[JOB] Retype the records below line for line, with no changes.

[RECORDS FOR THIS TASK]

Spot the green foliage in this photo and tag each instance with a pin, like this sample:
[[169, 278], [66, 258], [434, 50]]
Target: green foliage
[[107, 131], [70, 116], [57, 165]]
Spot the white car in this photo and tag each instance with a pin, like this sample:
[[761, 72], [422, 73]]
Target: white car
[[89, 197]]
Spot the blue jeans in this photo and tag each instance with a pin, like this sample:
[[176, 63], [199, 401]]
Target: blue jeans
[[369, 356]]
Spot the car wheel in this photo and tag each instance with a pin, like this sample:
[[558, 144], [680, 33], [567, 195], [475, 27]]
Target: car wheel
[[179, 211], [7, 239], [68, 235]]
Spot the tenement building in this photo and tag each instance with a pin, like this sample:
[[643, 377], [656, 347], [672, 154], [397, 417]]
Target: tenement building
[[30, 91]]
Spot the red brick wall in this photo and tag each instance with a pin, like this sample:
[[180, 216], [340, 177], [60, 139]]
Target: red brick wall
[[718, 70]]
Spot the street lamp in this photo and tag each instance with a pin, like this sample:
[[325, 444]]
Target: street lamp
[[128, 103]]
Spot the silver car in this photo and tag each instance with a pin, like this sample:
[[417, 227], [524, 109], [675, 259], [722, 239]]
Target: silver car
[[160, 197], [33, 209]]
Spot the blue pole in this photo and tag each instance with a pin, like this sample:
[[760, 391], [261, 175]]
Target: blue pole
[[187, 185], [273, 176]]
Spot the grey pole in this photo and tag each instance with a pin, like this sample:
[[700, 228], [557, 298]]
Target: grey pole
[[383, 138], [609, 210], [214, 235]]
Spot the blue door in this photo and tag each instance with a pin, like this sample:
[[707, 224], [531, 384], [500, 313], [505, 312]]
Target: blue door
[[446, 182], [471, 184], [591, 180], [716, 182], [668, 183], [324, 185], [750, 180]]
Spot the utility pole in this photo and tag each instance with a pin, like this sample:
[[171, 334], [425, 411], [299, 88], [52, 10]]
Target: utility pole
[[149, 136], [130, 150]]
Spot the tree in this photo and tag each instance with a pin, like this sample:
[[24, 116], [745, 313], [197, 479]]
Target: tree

[THE ANSWER]
Spot the green foliage in this photo and tag each instance with a pin, like this sample:
[[169, 278], [66, 258], [434, 50]]
Target: green foliage
[[107, 131], [70, 116], [57, 165]]
Spot the white car in this photo and tag each instance with a pin, like this sample:
[[761, 72], [422, 73]]
Target: white car
[[89, 197]]
Spot the blue jeans in this photo and tag each instance with a pin, like this sample:
[[176, 63], [199, 401]]
Target: blue jeans
[[369, 356]]
Spot the car wheel in this photo and tag each instance with a pin, like this sample:
[[558, 144], [680, 33], [567, 195], [475, 27]]
Target: car wheel
[[179, 211], [7, 239], [68, 235]]
Spot the tenement building in this photo and tag each instance with a pin, like this sample:
[[643, 377], [656, 347], [672, 154], [397, 417]]
Target: tenement building
[[30, 91]]
Spot the red brick wall in this photo and tag each instance with a pin, like this sample:
[[180, 216], [340, 177], [60, 139]]
Target: red brick wall
[[718, 70]]
Spot the street lamp in this photo and tag each instance with a pin, like this sample:
[[325, 444]]
Target: street lamp
[[128, 103]]
Spot the silver car in this photo and tag each instance with a pin, like this sample:
[[417, 227], [524, 109], [675, 259], [722, 239]]
Target: silver car
[[160, 197], [33, 209]]
Spot the blue pole in this photo and tag each instance with a pin, like this sample:
[[760, 391], [261, 175]]
Target: blue pole
[[187, 185], [273, 176]]
Spot the grey pole in this photo and tag each instance with a pin, like this sample:
[[700, 228], [557, 298]]
Target: grey pole
[[383, 138], [609, 210], [214, 235]]
Spot the blue door in this photo and tag each instance with a pin, like this sample:
[[707, 224], [531, 384], [500, 313], [505, 312]]
Target: blue door
[[446, 182], [471, 184], [591, 180], [716, 182], [668, 183], [324, 185], [750, 180]]
Spot the utility pole in this photo and tag each instance with a pin, like this sample:
[[171, 334], [425, 411], [299, 88], [52, 10]]
Target: utility pole
[[149, 136], [130, 150]]
Spot the tree in this photo and tag each instance with a pin, like this sample:
[[24, 116], [745, 313], [197, 479]]
Target: tree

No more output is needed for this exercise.